— Start —
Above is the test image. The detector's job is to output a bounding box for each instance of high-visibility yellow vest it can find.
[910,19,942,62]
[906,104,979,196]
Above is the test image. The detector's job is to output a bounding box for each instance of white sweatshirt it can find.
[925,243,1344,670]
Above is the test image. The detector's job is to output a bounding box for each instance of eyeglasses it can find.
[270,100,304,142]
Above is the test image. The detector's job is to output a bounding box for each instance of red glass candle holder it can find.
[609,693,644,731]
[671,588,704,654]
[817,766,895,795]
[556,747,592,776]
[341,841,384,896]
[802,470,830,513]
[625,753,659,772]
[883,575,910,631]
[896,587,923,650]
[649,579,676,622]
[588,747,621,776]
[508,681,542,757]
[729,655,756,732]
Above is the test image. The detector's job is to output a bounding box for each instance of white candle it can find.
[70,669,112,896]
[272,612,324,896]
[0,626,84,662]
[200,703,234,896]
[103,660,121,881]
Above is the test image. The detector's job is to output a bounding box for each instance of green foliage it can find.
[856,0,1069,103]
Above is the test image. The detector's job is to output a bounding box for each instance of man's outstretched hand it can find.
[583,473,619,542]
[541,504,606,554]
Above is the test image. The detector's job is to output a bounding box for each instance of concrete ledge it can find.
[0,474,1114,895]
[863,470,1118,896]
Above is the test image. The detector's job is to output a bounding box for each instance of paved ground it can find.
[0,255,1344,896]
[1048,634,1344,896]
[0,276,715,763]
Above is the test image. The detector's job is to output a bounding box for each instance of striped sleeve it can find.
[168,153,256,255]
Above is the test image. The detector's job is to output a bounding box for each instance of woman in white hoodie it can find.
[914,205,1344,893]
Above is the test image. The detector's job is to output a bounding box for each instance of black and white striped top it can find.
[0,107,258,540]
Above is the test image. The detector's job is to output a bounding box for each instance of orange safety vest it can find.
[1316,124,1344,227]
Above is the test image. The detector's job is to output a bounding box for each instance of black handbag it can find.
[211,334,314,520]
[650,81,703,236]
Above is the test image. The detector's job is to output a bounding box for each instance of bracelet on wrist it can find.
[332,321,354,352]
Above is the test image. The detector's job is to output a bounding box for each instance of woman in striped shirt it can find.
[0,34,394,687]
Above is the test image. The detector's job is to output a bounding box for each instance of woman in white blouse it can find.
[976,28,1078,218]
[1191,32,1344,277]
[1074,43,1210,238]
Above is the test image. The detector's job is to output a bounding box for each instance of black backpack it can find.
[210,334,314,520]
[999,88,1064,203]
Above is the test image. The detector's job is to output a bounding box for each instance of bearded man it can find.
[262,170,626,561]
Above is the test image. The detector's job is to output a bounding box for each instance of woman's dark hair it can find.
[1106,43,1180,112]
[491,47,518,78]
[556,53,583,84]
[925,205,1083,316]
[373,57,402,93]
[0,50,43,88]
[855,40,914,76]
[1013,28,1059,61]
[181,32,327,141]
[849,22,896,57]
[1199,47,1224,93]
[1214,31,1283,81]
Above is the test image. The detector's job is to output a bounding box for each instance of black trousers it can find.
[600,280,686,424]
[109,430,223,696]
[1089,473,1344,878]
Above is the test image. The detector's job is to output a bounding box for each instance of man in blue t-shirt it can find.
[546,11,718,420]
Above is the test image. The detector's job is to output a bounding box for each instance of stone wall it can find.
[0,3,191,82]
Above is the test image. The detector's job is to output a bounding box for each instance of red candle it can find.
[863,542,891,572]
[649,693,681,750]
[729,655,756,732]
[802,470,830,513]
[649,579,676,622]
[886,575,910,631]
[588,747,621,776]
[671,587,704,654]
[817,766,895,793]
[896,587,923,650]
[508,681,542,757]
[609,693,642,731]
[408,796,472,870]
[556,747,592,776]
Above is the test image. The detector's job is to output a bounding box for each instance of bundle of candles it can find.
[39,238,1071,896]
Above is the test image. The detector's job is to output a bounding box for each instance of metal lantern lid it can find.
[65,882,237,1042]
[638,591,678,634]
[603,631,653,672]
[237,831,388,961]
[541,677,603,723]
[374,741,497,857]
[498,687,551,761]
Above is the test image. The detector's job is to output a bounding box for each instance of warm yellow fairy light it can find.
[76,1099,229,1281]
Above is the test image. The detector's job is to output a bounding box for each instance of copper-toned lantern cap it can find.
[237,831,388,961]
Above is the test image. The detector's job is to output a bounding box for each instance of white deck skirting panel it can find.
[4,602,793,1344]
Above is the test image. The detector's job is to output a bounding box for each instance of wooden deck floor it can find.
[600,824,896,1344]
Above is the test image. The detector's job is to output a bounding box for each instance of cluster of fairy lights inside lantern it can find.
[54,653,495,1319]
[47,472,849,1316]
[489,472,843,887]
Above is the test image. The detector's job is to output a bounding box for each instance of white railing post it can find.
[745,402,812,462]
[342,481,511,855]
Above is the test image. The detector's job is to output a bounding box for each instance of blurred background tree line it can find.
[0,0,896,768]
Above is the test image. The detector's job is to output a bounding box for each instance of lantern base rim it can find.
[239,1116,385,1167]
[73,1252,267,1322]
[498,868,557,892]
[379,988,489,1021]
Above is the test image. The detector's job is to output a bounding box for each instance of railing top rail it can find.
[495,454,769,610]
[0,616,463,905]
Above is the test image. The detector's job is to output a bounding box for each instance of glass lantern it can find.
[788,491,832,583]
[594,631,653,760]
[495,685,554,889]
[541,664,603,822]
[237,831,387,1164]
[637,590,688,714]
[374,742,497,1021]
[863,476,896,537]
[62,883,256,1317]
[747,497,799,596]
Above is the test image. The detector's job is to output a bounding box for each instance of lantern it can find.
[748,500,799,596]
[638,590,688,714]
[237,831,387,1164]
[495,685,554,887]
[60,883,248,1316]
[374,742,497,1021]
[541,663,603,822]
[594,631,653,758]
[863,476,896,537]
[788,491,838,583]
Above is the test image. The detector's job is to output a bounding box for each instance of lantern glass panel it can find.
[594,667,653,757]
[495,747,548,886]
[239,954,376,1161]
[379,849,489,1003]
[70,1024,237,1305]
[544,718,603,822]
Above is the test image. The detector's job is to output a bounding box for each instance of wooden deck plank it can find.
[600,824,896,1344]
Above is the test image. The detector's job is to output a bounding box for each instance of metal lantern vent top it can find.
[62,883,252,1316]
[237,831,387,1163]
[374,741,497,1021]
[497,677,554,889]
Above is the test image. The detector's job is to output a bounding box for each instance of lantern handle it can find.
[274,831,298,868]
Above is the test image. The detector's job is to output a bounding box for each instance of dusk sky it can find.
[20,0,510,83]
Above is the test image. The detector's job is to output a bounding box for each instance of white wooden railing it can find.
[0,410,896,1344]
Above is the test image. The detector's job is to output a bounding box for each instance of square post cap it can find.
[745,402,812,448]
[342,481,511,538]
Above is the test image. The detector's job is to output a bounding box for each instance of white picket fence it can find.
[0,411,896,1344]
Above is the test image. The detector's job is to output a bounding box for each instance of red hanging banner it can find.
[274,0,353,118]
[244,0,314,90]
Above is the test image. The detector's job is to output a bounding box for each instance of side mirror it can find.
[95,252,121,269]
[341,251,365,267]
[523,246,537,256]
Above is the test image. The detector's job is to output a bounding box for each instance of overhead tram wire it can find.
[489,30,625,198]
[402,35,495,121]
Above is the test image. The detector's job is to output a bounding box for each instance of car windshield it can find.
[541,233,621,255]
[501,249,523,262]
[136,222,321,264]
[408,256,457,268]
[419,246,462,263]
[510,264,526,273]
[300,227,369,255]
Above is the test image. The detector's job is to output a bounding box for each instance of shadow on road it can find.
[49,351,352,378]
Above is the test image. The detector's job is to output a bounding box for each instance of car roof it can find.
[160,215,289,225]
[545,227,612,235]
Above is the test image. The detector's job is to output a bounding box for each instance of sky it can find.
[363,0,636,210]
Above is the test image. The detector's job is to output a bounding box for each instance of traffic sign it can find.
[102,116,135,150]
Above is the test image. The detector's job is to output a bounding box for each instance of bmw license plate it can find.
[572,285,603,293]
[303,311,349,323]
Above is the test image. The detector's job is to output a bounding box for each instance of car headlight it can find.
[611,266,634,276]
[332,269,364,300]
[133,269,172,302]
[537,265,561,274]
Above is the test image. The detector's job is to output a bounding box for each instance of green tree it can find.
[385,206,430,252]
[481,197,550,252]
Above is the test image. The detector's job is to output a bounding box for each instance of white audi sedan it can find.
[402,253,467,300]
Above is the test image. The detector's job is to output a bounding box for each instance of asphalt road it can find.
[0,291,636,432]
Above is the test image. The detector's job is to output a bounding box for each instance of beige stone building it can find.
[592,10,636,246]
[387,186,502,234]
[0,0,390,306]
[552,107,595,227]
— End —
Goal -
Reproduce the items from the line with "candles it can find." up to and including the line with "[39,238,1071,896]", substituting "cluster" for "bundle" and changing nothing else. Give only those lines.

Finished exercise -
Above is the test image. The detector's job is to output a bounding box for each instance of cluster of candles it can find.
[39,238,1071,896]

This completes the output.